┌──
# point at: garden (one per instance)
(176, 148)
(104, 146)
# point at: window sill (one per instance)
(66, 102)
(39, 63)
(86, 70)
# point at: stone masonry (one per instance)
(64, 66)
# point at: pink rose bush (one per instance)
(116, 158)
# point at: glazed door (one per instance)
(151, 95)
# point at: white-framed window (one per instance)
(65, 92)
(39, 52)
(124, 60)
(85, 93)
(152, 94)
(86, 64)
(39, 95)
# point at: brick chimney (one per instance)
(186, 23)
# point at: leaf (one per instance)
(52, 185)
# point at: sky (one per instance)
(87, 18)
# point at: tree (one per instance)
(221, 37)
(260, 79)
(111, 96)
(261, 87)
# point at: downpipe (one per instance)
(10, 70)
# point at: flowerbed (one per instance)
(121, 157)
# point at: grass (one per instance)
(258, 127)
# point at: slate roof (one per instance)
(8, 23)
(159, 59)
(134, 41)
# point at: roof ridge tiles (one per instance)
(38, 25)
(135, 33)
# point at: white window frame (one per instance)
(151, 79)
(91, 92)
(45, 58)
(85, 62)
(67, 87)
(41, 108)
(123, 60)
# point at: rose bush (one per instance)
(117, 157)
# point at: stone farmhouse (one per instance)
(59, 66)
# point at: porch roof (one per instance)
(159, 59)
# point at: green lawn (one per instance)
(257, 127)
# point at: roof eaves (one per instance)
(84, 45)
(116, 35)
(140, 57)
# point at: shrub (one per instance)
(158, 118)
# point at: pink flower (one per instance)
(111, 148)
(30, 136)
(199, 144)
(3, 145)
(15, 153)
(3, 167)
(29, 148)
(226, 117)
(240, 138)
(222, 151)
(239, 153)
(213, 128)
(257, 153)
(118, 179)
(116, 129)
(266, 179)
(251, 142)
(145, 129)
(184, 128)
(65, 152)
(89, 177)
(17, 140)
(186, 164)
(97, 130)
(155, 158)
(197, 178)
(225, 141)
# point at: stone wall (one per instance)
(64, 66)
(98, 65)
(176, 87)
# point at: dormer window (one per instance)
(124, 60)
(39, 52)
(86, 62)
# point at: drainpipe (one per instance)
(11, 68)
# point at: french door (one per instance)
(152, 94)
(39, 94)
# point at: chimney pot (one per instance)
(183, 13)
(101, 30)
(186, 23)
└──
WHAT THE TASK ASKS -
Recast all the items above as a JSON list of strings, one string per line, with blank lines left out.

SOLUTION FOR THIS PROBLEM -
[
  "# point at: garden (one per instance)",
  "(176, 148)",
  "(104, 146)",
  "# point at: window sill (one per instance)",
  "(66, 102)",
  "(39, 63)",
  "(86, 70)",
  "# point at: stone masonry (one per instance)",
  "(64, 66)",
  "# point at: pink rose bush (one per instance)",
  "(116, 158)",
  "# point at: glazed door (one per instance)",
  "(151, 95)",
  "# point at: white-framed window (one per instance)",
  "(65, 92)",
  "(39, 52)",
  "(124, 60)",
  "(85, 93)",
  "(152, 94)",
  "(86, 64)",
  "(39, 95)",
  "# point at: brick chimney (one per instance)",
  "(186, 23)",
  "# point at: leaf (one per instance)",
  "(52, 185)",
  "# point at: sky (one per instance)",
  "(87, 18)",
  "# point at: tree (one per instance)",
  "(221, 37)",
  "(260, 79)",
  "(111, 96)",
  "(261, 87)",
  "# point at: downpipe (one per instance)",
  "(10, 70)",
  "# point at: flowerbed (one per instance)",
  "(121, 157)",
  "# point at: grass (one per instance)",
  "(258, 127)",
  "# point at: slate roof (one per instance)",
  "(8, 23)",
  "(159, 59)",
  "(134, 41)",
  "# point at: roof ridge tiles (one per instance)",
  "(38, 25)",
  "(135, 33)",
  "# point at: white window frame (one per instance)",
  "(151, 79)",
  "(91, 92)",
  "(45, 58)",
  "(85, 62)",
  "(67, 87)",
  "(41, 108)",
  "(123, 60)",
  "# point at: rose bush (one per instance)",
  "(117, 157)",
  "# point at: stone farmhouse (one per instance)",
  "(59, 66)",
  "# point at: porch roof (one per instance)",
  "(159, 59)",
  "# point at: green lawn (one per instance)",
  "(257, 127)",
  "# point at: roof eaves (one per instance)",
  "(84, 45)",
  "(116, 35)",
  "(140, 57)",
  "# point at: shrub (one per instance)",
  "(158, 118)",
  "# point at: pink flower (one per instance)",
  "(111, 148)",
  "(30, 136)",
  "(199, 144)",
  "(3, 145)",
  "(15, 153)",
  "(3, 167)",
  "(29, 148)",
  "(226, 117)",
  "(240, 138)",
  "(222, 151)",
  "(239, 153)",
  "(213, 128)",
  "(257, 153)",
  "(118, 179)",
  "(116, 129)",
  "(266, 179)",
  "(251, 142)",
  "(145, 129)",
  "(184, 128)",
  "(65, 152)",
  "(89, 177)",
  "(17, 140)",
  "(186, 164)",
  "(97, 130)",
  "(155, 158)",
  "(197, 178)",
  "(225, 141)",
  "# point at: stone wall (one per instance)",
  "(64, 66)",
  "(98, 65)",
  "(176, 87)",
  "# point at: dormer window (one per instance)",
  "(124, 60)",
  "(39, 52)",
  "(86, 62)",
  "# point at: drainpipe (one per instance)",
  "(11, 68)",
  "# point at: french door (one per instance)",
  "(152, 94)",
  "(39, 94)",
  "# point at: chimney pot (one per instance)",
  "(183, 13)",
  "(101, 30)",
  "(186, 23)"
]